### Document passage
------

From this benchmark we conclude that I/O intensive workloads suffer a greater penalty than meta-data intensive workloads on cryptographic file systems. There are several reasons for this: double buffering cuts page caches in half, data must be copied through multiple file systems, and there is increased lock contention. Additionally, the increased unit of encryption begins to have a negative effect on the systems. Though Blaze's hybrid OFB/ECB approach does not suffer from increasing page or block sizes, its security not well studied.

4.4  AIM Suite VII

The AIM Multiuser Benchmark Suite VII (AIM7) is a multifaceted system-level benchmark that gives an estimate of the overall system throughput under an ever-increasing workload. AIM7 comes with preconfigured standard workload mixes for multiuser environments. An AIM7 run comprises of a series of sub-runs with the number of tasks increasing in each sub-run. AIM7 creates one process for each simulated operation load (task). Each sub-run waits for all children to complete their share of operations. We can specify the number of tasks to start with and the increment for each subsequent subrun. The AIM7 run stops after it has reached the crossover point that indicates the multitasking operation load where the system's performance becomes unacceptable, i.e., less than 1 job/minute/task. Each run takes over 12 hours and is self-stabilizing, so we report the values from only a single run. In our other trials have observed the results to be stable over multiple runs. AIM7 runs a total of 100 tests for each task, selecting the tests based on weights defined by the workload configuration. We chose the fileserver configuration that represents an environment with a heavy concentration of file system operations and integer computations. The file server configuration consists of 40% asynchronous file operations (directory lookup, random read, copy, random writes, and sequential writes), 58% miscelleneous tests that do not depend on the underlying file system and 2.5% synchronous file operations (random write, sequential write and copy). AIM7 reports the total jobs/minute and jobs/minute/task for each subrun. For a typical system, as the number of concurrently running tasks increases, the jobs/minute increases to a peak value as idle CPU time is used; thereafter it reduces due to software and hardware limitations. We ran AIM7 with one initial task and an increment of two tasks for each subrun. AIM7 uses an adaptive timer to determine the increment after the first eight subruns. After the invocation of the adaptive timer the number of tasks depends on the recent rate of change of throughput, but the adaptive timer often significantly overshoots the crossover point [3]. AIM7 can also use Newton's method to approach the crossover point more gradually. We opted to use Newton's method.
aim7/aim7.png
Figure 17: AIM7 results for the workstation. Note: Peak jobs/minute is using the left bars and scale. Crossover is using the right bars and scale.

------

### Recorded information
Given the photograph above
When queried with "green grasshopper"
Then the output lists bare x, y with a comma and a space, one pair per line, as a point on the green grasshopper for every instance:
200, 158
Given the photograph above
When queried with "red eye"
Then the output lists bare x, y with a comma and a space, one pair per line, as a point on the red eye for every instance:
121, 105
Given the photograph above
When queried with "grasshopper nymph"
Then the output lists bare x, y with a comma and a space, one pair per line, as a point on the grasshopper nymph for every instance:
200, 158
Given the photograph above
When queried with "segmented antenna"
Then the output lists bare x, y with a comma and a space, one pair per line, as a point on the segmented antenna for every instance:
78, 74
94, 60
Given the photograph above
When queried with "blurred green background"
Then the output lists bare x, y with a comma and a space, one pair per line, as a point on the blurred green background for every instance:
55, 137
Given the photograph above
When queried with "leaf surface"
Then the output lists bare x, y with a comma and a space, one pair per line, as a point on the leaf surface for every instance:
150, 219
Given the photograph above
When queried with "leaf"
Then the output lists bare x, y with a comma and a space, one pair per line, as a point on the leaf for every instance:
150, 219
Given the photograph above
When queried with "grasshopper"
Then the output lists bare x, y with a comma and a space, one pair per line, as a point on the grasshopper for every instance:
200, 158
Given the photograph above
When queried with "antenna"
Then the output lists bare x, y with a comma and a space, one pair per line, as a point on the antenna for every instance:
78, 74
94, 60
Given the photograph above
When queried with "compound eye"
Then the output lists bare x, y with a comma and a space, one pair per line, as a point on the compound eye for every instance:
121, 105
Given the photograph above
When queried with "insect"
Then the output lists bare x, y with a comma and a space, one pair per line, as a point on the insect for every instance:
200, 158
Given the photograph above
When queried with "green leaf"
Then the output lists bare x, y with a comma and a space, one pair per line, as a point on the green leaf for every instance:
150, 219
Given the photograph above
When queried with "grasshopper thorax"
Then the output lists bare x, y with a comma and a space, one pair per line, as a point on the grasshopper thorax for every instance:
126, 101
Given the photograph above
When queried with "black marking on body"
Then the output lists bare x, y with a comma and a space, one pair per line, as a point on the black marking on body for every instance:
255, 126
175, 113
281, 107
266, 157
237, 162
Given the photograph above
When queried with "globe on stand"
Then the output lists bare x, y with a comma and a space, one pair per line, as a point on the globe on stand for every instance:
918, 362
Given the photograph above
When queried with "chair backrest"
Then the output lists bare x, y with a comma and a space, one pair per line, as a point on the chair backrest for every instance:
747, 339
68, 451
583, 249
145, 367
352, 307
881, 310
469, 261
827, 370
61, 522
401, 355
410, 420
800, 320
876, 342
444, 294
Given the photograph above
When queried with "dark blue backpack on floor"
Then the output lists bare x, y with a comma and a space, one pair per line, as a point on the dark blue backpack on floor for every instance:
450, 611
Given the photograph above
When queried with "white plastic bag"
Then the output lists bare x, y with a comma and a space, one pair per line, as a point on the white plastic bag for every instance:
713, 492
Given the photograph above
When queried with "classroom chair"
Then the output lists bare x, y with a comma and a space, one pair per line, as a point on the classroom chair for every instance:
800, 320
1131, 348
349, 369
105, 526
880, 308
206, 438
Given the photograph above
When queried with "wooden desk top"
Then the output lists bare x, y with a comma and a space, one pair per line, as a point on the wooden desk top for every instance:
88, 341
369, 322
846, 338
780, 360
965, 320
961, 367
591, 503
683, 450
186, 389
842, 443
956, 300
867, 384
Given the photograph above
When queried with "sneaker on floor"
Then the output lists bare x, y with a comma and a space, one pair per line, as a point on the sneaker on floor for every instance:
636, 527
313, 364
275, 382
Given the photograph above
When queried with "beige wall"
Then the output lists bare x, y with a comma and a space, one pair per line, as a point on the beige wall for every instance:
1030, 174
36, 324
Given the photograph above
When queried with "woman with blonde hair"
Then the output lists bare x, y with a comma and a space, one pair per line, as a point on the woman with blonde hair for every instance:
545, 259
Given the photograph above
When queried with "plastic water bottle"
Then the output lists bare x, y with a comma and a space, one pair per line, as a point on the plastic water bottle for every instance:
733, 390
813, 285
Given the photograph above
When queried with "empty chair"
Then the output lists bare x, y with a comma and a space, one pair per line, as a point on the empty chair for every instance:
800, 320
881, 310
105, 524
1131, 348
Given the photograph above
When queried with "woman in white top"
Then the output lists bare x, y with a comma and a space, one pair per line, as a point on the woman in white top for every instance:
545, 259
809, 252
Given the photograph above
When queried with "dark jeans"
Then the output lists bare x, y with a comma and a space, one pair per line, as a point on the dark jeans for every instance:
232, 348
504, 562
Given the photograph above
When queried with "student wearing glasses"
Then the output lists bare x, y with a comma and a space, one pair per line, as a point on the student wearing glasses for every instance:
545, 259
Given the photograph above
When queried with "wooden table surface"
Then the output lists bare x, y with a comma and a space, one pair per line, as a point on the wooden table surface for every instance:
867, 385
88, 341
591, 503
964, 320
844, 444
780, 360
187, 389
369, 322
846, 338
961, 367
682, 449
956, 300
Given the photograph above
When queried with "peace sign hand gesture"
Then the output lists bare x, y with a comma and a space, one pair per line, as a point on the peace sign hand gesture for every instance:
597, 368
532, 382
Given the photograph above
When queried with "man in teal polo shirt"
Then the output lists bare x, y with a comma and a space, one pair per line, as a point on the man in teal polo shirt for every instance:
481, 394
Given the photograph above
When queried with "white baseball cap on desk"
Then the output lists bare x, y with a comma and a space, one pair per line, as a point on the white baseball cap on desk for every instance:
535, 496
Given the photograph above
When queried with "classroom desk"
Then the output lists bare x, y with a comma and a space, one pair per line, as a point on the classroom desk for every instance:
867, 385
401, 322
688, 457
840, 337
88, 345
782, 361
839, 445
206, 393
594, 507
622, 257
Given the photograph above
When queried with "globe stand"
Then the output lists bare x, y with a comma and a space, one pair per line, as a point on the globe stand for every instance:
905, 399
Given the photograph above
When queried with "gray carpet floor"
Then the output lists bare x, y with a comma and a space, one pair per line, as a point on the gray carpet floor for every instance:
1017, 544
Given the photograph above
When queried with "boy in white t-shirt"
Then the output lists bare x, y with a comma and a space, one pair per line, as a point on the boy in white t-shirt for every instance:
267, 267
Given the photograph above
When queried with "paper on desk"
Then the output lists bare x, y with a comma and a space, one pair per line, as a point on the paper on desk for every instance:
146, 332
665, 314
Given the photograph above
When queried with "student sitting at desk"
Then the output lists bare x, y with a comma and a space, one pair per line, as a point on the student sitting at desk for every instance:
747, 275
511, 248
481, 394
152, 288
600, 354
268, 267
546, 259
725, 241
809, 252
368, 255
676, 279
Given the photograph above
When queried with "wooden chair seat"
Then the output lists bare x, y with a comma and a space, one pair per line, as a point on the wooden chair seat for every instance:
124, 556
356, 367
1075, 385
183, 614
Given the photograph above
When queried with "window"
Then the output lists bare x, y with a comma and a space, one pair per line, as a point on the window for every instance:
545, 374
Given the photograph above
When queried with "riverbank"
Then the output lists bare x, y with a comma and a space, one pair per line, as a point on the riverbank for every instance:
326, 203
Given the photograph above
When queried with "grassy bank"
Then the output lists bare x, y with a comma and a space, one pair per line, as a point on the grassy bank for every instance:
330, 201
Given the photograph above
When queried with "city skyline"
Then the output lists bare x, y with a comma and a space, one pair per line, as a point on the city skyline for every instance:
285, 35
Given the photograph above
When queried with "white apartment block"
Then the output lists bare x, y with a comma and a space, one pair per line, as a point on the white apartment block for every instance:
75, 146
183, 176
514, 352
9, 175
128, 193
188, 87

------

### Exercise task
According to the benchmark passage, why are the AIM7 values taken from only a single run? Answer in one to three sentences.

### Reply to the exercise
Each AIM7 run takes over 12 hours and is self-stabilizing. In other trials, the results were also observed to be stable across multiple runs.